Instruction »
Please pull out every line of the records below that contains the string "brackets", with case counting.

Listed records »

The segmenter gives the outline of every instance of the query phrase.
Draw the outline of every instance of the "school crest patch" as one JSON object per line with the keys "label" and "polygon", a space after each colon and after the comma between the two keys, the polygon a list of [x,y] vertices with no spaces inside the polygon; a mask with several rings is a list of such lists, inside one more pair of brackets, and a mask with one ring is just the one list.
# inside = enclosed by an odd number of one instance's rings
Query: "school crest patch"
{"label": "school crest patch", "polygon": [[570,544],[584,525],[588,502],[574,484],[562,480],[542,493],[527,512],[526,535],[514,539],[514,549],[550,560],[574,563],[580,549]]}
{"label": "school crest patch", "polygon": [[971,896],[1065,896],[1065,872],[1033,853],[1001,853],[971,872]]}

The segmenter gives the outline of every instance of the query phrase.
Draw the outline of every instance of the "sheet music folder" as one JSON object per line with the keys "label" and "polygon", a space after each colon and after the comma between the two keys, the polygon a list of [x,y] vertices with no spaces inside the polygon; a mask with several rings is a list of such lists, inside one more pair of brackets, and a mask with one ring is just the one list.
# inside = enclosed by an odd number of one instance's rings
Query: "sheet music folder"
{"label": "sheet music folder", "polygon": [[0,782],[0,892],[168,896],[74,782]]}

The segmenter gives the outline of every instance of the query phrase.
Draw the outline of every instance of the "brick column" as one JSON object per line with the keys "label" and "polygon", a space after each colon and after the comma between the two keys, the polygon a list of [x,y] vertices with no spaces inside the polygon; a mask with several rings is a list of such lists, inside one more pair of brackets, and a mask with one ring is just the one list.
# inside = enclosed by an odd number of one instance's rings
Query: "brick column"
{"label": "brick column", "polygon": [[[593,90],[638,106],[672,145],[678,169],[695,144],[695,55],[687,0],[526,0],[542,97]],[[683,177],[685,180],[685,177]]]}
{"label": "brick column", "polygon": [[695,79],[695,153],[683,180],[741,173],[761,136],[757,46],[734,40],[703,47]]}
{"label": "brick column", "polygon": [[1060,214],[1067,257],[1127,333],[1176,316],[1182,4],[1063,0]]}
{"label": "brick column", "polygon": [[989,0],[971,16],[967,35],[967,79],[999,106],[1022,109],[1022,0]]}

Solution to the problem »
Draw the outline of every instance of the "school crest patch" as one JSON object per line with the keys "label" and "polygon", a space after each colon and after the comma between the two keys, the polygon a list of [x,y] vertices with no spaces inside the polygon; a mask with several rings is a list of such lists, inside one more pair of brackets, and a mask with one ring is just the one list.
Draw the outline of every instance of the "sheet music folder" as one JSON object per line with the keys "label" and "polygon", a space after each colon and after the comma between the two keys, the polygon a list of [x,y] vertices with no spaces inside the polygon; a mask with several rings is a list of such lists, inside one more pair of brackets, and a mask with one ring is just the one list.
Draw the outline of every instance of the "brick column" as one JSON object per line with the keys "label" and "polygon", a space after each colon and after the comma between the two keys, the polygon a list of [x,y] vertices with no spaces inside the polygon; a mask with several rings is a list of such lists, inside one more pair of brackets, and a mask with one ring is just the one list.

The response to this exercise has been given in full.